[EXERCISE DESCRIPTION]: Every line below should be repeated exactly.

[PROVIDED ENTRIES]:

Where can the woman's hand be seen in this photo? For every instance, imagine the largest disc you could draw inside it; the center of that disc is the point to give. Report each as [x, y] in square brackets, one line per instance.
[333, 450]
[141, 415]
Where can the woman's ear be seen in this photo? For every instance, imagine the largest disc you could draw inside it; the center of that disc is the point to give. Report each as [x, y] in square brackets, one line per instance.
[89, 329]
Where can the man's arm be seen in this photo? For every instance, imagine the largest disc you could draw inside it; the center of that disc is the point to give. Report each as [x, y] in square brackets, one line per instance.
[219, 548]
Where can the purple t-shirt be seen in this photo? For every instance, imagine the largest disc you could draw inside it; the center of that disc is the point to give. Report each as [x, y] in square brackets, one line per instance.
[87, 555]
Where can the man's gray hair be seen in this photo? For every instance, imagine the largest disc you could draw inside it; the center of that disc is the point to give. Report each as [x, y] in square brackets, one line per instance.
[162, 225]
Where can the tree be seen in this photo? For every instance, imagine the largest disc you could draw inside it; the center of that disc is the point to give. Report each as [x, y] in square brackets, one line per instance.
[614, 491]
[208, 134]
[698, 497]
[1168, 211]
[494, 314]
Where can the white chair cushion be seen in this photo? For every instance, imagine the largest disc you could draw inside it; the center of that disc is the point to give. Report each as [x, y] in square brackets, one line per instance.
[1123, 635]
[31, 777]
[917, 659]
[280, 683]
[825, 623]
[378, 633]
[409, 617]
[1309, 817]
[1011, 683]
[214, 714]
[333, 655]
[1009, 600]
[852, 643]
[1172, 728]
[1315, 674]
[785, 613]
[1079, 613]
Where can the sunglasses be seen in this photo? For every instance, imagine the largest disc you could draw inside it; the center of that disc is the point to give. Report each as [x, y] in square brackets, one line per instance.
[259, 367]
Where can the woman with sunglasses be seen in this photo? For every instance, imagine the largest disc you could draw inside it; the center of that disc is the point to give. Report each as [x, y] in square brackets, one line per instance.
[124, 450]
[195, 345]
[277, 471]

[SOLUTION FOR THIS TASK]:
Where can the woman's hand be seen in this photo? For every instance, imagine the largest disc you could draw inside it; the center of that disc is the point to give. Report each as [x, y] in square brackets, one line per instance.
[333, 450]
[141, 415]
Where can the woman's ear be seen in this photo? For every instance, imagine the largest disc you could draw inside it; the center of that disc is the point to give. Report each as [x, y] in square brackets, one line per instance.
[89, 329]
Where can the man's arm be seen in this photo? For every instance, imagine the largest disc you could draw inside it; the center of that disc is the point to give. Report each as [x, y] in square brackets, one line per instance.
[219, 548]
Where can the purple t-shirt be seen in this photo? For every instance, imagine the largest disc you could draw inside it; the center of that disc is the point to give. Report each as [x, y] in square brackets, one line per instance.
[87, 555]
Where can the man's gray hair be seen in this photo? For every instance, imagine the largest disc you could draw inside it; the center of that disc is the point to give. Report each as [x, y] in square brackets, one line per instance.
[162, 225]
Where can the tree be seen in this photo? For every instance, imagine the largest disc you could draw inside it; the center of that disc is the point to give. Report each as [x, y] in square brackets, one line per instance.
[614, 491]
[208, 134]
[698, 497]
[1168, 211]
[494, 314]
Where can the white chair cushion be seen in this photo? For every instance, imagine the largest disc you could draw inside it; the center of that disc is the point to give. Report each as [x, y] in square brackets, one line per instance.
[1123, 635]
[31, 777]
[917, 659]
[280, 683]
[825, 623]
[378, 633]
[409, 617]
[1309, 817]
[1011, 683]
[214, 714]
[333, 655]
[1009, 600]
[852, 643]
[1172, 728]
[1315, 674]
[785, 613]
[1079, 613]
Where can the sunglasses be seen in this photo? For every instance, imagine the largest disc you could draw inside it; the center of that disc is the point to give. Report each as [x, y] in square brackets, one line per instance.
[259, 367]
Where can the woman with sunglasses be seen in this photo? For every instance, imagine the largest disc you could draw inside it; the center of that disc is the point to give. Report each as [x, y] in square brackets, one line per instance.
[124, 450]
[195, 345]
[277, 471]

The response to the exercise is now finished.